• [作業内容] 以下にある、アナン国連事務総長と日本経団連の懇談会についての記事を、最初から最後まで一字も変えずに書き写してください。

アナン国連事務総長来訪/日本経団連が懇談会開催

−アナン事務総長、グローバル・コンパクトへ理解と協力求める

−奥田会長、平和維持へ国連の重要性強調


日本経団連(奥田碩会長)は2月23日、東京・大手町の経団連会館で国際連合(国連)のコフィー・アナン事務総長との懇談会を開催した。日本経団連からは奥田会長はじめ槙原稔副会長、西岡喬副会長のほか、小林陽太郎・富士ゼロックス会長、大國昌彦・王子製紙会長、塙義一・日産自動車相談役名誉会長ら、「国連グローバル・コンパクト」に参加している企業の代表も出席した。懇談のなかでアナン事務総長は、世界の新たな諸課題解決に向けた国連の取り組みについて述べるとともに、人権や労働基準、環境の3分野における9つの普遍的な原則への企業の指示・実践を推奨するグローバル・コンパクトについて説明、日本経団連に理解と協力を求めた。

懇談の冒頭で奥田会長は、テロや紛争、貧困など、世界各地でさまざまな問題が後を絶たないことから、「世界平和と安全を維持する国連の役割はますます重要となっている」と強調した。その上で、同時多発テロなどの脅威に対する国連や安全保障理事会の役割など、新たな課題も山積していると指摘し、日本でも国連の役割と日本の果たすべき役割について関心が高まっていると述べた。

続いて、アナン事務総長は、国際テロや大量破壊兵器、貧困、感染症など、世界が21世紀に直面している新たな課題を解決するために、国連が最も効果的な機関となるよう、昨年11月に「ハイレベル・パネル」を設置し、検討していると説明した。

• [抜粋資料]

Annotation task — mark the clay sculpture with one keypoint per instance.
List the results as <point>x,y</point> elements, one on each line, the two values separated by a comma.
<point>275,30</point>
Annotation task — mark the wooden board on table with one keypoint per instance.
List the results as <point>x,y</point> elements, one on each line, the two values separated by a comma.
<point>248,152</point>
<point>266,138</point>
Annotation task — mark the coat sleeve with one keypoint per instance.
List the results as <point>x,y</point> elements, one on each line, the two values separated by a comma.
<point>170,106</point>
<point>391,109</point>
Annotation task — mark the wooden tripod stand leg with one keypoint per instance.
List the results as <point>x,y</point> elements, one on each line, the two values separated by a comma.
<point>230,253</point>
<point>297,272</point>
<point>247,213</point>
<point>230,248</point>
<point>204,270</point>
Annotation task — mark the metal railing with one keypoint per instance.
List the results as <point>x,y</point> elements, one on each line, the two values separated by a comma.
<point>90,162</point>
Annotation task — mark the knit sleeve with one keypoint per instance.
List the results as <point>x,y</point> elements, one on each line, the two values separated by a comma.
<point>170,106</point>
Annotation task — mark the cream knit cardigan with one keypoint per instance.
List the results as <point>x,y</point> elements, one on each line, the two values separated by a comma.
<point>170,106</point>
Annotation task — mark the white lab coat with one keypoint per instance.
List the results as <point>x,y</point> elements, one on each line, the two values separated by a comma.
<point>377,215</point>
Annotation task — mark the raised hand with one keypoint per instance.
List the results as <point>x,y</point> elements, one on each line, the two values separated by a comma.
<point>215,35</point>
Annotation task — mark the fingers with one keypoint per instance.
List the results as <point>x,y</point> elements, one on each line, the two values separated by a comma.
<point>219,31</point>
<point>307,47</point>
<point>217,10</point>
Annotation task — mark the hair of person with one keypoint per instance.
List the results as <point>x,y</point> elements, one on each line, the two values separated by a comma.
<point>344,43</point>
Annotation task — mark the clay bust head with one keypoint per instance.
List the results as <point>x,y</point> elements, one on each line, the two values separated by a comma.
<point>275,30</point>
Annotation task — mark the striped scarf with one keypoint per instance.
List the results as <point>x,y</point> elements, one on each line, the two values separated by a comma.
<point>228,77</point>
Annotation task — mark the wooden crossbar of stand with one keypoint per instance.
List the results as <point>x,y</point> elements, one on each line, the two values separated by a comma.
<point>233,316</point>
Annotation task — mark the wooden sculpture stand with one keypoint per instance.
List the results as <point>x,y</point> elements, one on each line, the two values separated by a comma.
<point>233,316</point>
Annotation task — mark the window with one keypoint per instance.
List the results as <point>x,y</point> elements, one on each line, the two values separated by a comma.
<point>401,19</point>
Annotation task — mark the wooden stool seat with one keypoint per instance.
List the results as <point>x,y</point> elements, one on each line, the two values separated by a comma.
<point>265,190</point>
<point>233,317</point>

• [解答]
アナン国連事務総長来訪/日本経団連が懇談会開催

−アナン事務総長、グローバル・コンパクトへ理解と協力求める

−奥田会長、平和維持へ国連の重要性強調


日本経団連(奥田碩会長)は2月23日、東京・大手町の経団連会館で国際連合(国連)のコフィー・アナン事務総長との懇談会を開催した。日本経団連からは奥田会長はじめ槙原稔副会長、西岡喬副会長のほか、小林陽太郎・富士ゼロックス会長、大國昌彦・王子製紙会長、塙義一・日産自動車相談役名誉会長ら、「国連グローバル・コンパクト」に参加している企業の代表も出席した。懇談のなかでアナン事務総長は、世界の新たな諸課題解決に向けた国連の取り組みについて述べるとともに、人権や労働基準、環境の3分野における9つの普遍的な原則への企業の指示・実践を推奨するグローバル・コンパクトについて説明、日本経団連に理解と協力を求めた。

懇談の冒頭で奥田会長は、テロや紛争、貧困など、世界各地でさまざまな問題が後を絶たないことから、「世界平和と安全を維持する国連の役割はますます重要となっている」と強調した。その上で、同時多発テロなどの脅威に対する国連や安全保障理事会の役割など、新たな課題も山積していると指摘し、日本でも国連の役割と日本の果たすべき役割について関心が高まっていると述べた。

続いて、アナン事務総長は、国際テロや大量破壊兵器、貧困、感染症など、世界が21世紀に直面している新たな課題を解決するために、国連が最も効果的な機関となるよう、昨年11月に「ハイレベル・パネル」を設置し、検討していると説明した。